■ Mask labeling examples ■

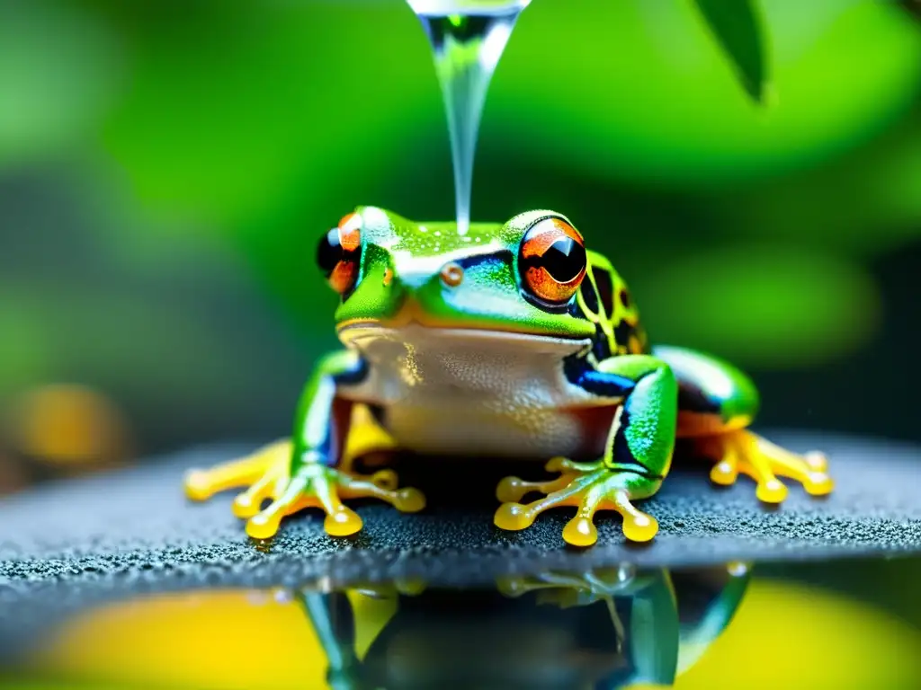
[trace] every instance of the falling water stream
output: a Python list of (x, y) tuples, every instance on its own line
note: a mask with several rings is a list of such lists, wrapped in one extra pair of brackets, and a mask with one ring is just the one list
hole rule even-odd
[(470, 225), (473, 155), (495, 65), (530, 0), (408, 0), (432, 45), (448, 116), (458, 233)]

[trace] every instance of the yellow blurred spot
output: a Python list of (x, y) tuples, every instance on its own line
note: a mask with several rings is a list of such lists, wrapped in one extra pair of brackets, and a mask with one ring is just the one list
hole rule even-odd
[[(396, 604), (351, 592), (349, 599), (360, 659)], [(139, 687), (327, 687), (327, 660), (310, 621), (281, 592), (166, 594), (97, 609), (61, 627), (29, 662), (53, 675)]]
[(13, 401), (8, 411), (14, 450), (54, 465), (123, 460), (127, 429), (103, 396), (80, 385), (47, 385)]
[(921, 634), (880, 609), (818, 588), (754, 581), (729, 627), (674, 687), (921, 687), (919, 650)]

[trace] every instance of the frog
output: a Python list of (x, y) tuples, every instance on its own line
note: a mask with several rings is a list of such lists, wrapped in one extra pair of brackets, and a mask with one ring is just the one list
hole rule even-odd
[[(824, 454), (752, 431), (761, 399), (748, 374), (650, 340), (624, 279), (562, 213), (460, 233), (358, 206), (321, 234), (315, 259), (338, 294), (342, 347), (316, 363), (291, 436), (184, 478), (197, 501), (242, 489), (232, 510), (253, 539), (307, 508), (323, 512), (331, 537), (356, 535), (354, 500), (423, 511), (425, 494), (401, 488), (391, 467), (356, 467), (371, 447), (542, 465), (540, 477), (497, 482), (493, 523), (518, 532), (575, 507), (561, 535), (573, 546), (597, 543), (601, 511), (620, 514), (626, 541), (652, 540), (658, 521), (637, 503), (667, 481), (679, 443), (713, 461), (713, 484), (747, 477), (766, 504), (787, 497), (780, 477), (812, 496), (834, 489)], [(459, 485), (486, 473), (472, 463)]]

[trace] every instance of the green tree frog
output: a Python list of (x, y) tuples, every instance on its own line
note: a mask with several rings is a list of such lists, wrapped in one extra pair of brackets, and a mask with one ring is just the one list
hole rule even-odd
[[(329, 535), (355, 534), (363, 525), (349, 499), (425, 507), (392, 470), (353, 471), (361, 424), (391, 448), (545, 463), (553, 478), (498, 482), (494, 522), (522, 530), (543, 511), (574, 506), (562, 535), (574, 546), (597, 541), (600, 510), (623, 516), (627, 539), (653, 538), (658, 523), (634, 501), (661, 486), (677, 439), (714, 460), (713, 482), (746, 475), (768, 503), (787, 495), (778, 476), (812, 495), (833, 489), (821, 453), (796, 454), (748, 430), (759, 397), (744, 374), (650, 346), (624, 279), (560, 213), (460, 234), (358, 207), (322, 236), (317, 260), (341, 295), (344, 347), (316, 365), (292, 437), (185, 478), (197, 500), (246, 488), (233, 510), (254, 538), (305, 507), (324, 511)], [(529, 494), (542, 498), (522, 503)]]

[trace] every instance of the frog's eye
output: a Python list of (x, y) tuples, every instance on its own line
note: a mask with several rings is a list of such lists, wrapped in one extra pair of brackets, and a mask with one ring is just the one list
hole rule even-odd
[(519, 266), (525, 288), (552, 305), (568, 302), (585, 278), (585, 243), (562, 218), (538, 221), (525, 233)]
[(358, 279), (361, 259), (361, 216), (349, 213), (324, 235), (317, 247), (317, 265), (330, 285), (344, 294)]

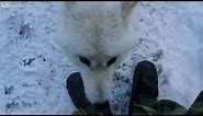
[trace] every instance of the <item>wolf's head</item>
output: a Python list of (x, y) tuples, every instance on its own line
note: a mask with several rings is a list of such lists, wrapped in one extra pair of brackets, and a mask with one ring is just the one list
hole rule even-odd
[(64, 37), (70, 61), (81, 69), (91, 103), (110, 100), (115, 68), (133, 49), (131, 15), (137, 2), (66, 2)]

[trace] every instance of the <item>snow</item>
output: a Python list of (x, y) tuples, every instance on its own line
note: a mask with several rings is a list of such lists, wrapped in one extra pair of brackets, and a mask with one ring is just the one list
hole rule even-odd
[[(52, 40), (57, 2), (0, 2), (0, 114), (71, 114), (65, 86), (77, 68)], [(126, 114), (133, 69), (140, 60), (156, 63), (159, 100), (190, 107), (203, 90), (203, 2), (140, 2), (135, 12), (134, 54), (116, 70), (111, 108)]]

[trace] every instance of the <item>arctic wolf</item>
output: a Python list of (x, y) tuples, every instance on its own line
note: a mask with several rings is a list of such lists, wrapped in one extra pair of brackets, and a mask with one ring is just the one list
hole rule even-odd
[(113, 72), (135, 45), (132, 14), (137, 2), (66, 2), (63, 37), (56, 42), (79, 67), (89, 101), (111, 100)]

■ YOUR OBJECTIVE ■
Please give the records again from the line that has "[trace] every instance of the <item>arctic" through the end of the records, switching "tuples" to "pairs" and leaving all else unchanged.

■ EXERCISE RESPONSE ■
[trace] every instance of the <item>arctic wolf</item>
output: a Python list of (x, y) pairs, every instance on its own line
note: a mask with several rings is a list of such lists, wrapped in one extra pair of brackets, and a mask with one ring is just the one list
hole rule even-odd
[(113, 72), (135, 45), (132, 14), (137, 2), (66, 2), (63, 37), (56, 42), (79, 67), (89, 101), (111, 100)]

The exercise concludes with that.